◆ **DATA ROWS**
>>>>>

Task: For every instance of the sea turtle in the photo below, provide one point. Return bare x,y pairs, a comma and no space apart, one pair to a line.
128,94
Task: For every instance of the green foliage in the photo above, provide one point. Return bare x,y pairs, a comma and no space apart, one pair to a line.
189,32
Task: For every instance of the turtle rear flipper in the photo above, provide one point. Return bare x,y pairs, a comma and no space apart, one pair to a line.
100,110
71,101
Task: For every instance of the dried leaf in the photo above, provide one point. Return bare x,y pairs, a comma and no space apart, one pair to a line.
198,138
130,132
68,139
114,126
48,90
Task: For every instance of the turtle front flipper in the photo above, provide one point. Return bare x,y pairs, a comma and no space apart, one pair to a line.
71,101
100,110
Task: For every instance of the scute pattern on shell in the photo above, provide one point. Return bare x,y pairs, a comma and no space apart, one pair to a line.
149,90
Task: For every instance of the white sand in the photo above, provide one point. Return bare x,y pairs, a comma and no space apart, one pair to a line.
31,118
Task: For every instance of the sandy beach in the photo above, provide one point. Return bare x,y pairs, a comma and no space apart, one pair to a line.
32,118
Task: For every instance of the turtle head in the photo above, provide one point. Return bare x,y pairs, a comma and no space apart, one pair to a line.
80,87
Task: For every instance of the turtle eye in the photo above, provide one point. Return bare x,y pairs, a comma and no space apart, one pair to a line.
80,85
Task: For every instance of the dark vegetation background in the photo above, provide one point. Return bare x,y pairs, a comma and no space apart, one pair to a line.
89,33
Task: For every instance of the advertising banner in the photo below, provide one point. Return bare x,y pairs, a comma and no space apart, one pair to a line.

<<<<<

◆ **GOAL**
Write out every record shown above, word for word.

◆ **FULL RESPONSE**
Task: For every instance of the sea turtle in the photo below, provide one point. Return bare x,y pairs, a comma and no space apart, one pair to a line.
128,94
Task: For every instance of the green foliage in the photo above, provide one point. Return bare x,y pairs, a comma and no space apart, one pair to a line.
189,32
Task: For every instance of the turtle rear flipper in the photo above, provide one point. Return bare x,y pairs, a comma and no space apart, one pair to a line.
100,110
71,101
Task: For every instance of the dried leaf in the photo above, provide one point. Return bare x,y pairs, a comma and no space apart, one pair to a line.
198,138
130,132
68,139
114,126
48,90
Task: For every instance of the turtle front flipper in the photo above, provide one point. Return bare x,y pairs, a comma and no space apart, one pair to a line.
71,101
100,110
Task: For every instance of the scute pattern on shell in the photo above, provide one point. Return bare x,y pairs, a comma and no space apart, one pair to a line.
149,90
Task: For every instance of the white sand in the photo above, provide one point. Return bare x,y pairs, a comma and no space apart, one pair to a line.
31,118
Task: For every instance of the sandy beach in the photo above, provide one point. Return bare x,y pairs, a comma and no space apart, one pair to a line.
32,118
Task: For every instance of the turtle head in the photo above, provide one point. Return bare x,y pairs, a comma and no space apart, one pair to a line.
80,87
Task: For every instance of the turtle eye in the photo above, provide one point. Return bare x,y pairs, a comma and no space apart, one pair to a line.
80,85
Task: For every instance of the dark vegetation background in the photo above, provide one point. Return bare x,y pairs, a comma and no space apart, one pair to a line.
89,33
Task: For every instance of the advertising banner in the photo below, provide one point. Return bare x,y pairs, a comma and no space apart, one pair to a line.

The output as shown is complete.